— CONSIGNE ÉNONCÉE —
Recopiez sans aucune modification le passage de l'article sur le sommet de Copenhague qui va de « A l'ouverture du » jusqu'à « le 18 décembre. » inclus.

— TEXTE SÉLECTIONNÉ —
• Le point de vue de Novethic

    Copenhague : le point sur les engagements

    A l'ouverture du sommet de Copenhague, la situation apparaît tendue entre les pays industrialisés et les grands émergents. Propositions contre propositions, chacun avance ses pions avec prudence mais détermination. Pour l'heure, l'incertitude demeure quant à la conclusion d'un accord ambitieux et contraignant à l'issue des négociations le 18 décembre.

    Accord ambitieux, échec ou statu-quo ?  Difficile pour l’instant de prévoir l’issue du sommet sur les changements climatiques. Car « chacun arrive avec son angoisse ou son inquiétude, les pays industrialisés avec leur compétitivité, les pays émergents, avec leur croissance et les pays vulnérables sont parfaitement démunis dans cette situation », a bien résumé hier Jean-Louis Borloo lors de son discours devant l’Assemblée Nationale. Ces derniers jours on a ainsi assisté à un jeu de valses-hésitations entre déclarations ambitieuses et propositions défensives, avec une sorte de match entre les pays industrialisés et les pays émergents, deux camps eux-mêmes subdivisés en différentes équipes…

    Des engagements variables

    Du côté du Nord, dans la course à la réduction des émissions, l’Europe fait toujours office de bon élève avec un engagement, pris dès décembre 2008, de réduire ses émissions de 20% en 2020 par rapport à 1990 et de 30 % dans le cas où un accord ambitieux serait signé. Si l’on a salué l’annonce d’objectifs chiffrés (-17% en 2020 par rapport  2005) de la part des Etats-Unis, ceux-ci restent en revanche plus que faibles si on les ramène à l’année de référence 1990 ; il s’agit alors seulement d’une réduction de 4% (et 22% en 2030) ! A la traîne également, le Canada qui avance des objectifs similaires ou l’Australie, dont le Sénat vient de retoquer – pour la deuxième fois en trois mois- le plan climat du gouvernemental prévoyant un diminution des émissions comprise entre 5 et 25% en 2020 par rapport à 2000…Quant à la Russie, la Commission européenne assure qu’elle serait prête à s’engager sur une réduction de 20 à 25% en 2020 par rapport à 1990, mais le Kremlin n’a pour l’instant fait aucune annonce officielle.

— DONNÉES FOURNIES —
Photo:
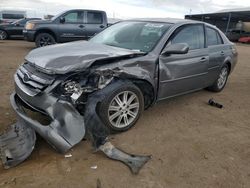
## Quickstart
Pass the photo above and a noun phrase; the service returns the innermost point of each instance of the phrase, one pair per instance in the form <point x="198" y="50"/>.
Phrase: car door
<point x="72" y="28"/>
<point x="182" y="73"/>
<point x="94" y="23"/>
<point x="16" y="29"/>
<point x="217" y="52"/>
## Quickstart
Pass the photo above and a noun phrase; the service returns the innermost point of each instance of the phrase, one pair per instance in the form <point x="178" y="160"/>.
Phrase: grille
<point x="32" y="77"/>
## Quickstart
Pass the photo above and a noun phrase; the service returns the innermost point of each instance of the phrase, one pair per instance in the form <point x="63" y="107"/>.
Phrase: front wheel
<point x="121" y="109"/>
<point x="44" y="39"/>
<point x="221" y="81"/>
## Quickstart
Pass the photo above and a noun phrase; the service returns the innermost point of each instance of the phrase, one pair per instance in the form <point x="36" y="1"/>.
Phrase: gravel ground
<point x="192" y="144"/>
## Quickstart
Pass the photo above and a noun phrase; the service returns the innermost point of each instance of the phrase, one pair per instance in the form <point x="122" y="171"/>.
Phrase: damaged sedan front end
<point x="102" y="86"/>
<point x="61" y="97"/>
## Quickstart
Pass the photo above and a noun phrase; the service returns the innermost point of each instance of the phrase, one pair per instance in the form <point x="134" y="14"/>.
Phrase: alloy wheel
<point x="123" y="109"/>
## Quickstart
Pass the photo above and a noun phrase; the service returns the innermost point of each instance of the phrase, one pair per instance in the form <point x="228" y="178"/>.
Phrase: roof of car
<point x="166" y="20"/>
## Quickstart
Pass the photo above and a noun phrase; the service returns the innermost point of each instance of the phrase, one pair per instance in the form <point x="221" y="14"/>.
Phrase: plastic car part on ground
<point x="17" y="144"/>
<point x="244" y="40"/>
<point x="99" y="133"/>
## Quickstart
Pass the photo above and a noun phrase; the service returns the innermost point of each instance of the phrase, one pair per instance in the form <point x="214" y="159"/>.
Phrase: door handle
<point x="203" y="59"/>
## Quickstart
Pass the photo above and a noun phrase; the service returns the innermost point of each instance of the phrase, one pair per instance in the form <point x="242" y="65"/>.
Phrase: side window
<point x="74" y="17"/>
<point x="193" y="35"/>
<point x="213" y="37"/>
<point x="94" y="18"/>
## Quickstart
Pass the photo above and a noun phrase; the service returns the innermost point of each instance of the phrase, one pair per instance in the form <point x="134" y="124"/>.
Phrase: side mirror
<point x="179" y="48"/>
<point x="62" y="20"/>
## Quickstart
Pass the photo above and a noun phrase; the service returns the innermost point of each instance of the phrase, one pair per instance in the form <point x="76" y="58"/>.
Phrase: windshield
<point x="134" y="35"/>
<point x="17" y="21"/>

— RÉPONSE RÉDIGÉE —
A l'ouverture du sommet de Copenhague, la situation apparaît tendue entre les pays industrialisés et les grands émergents. Propositions contre propositions, chacun avance ses pions avec prudence mais détermination. Pour l'heure, l'incertitude demeure quant à la conclusion d'un accord ambitieux et contraignant à l'issue des négociations le 18 décembre.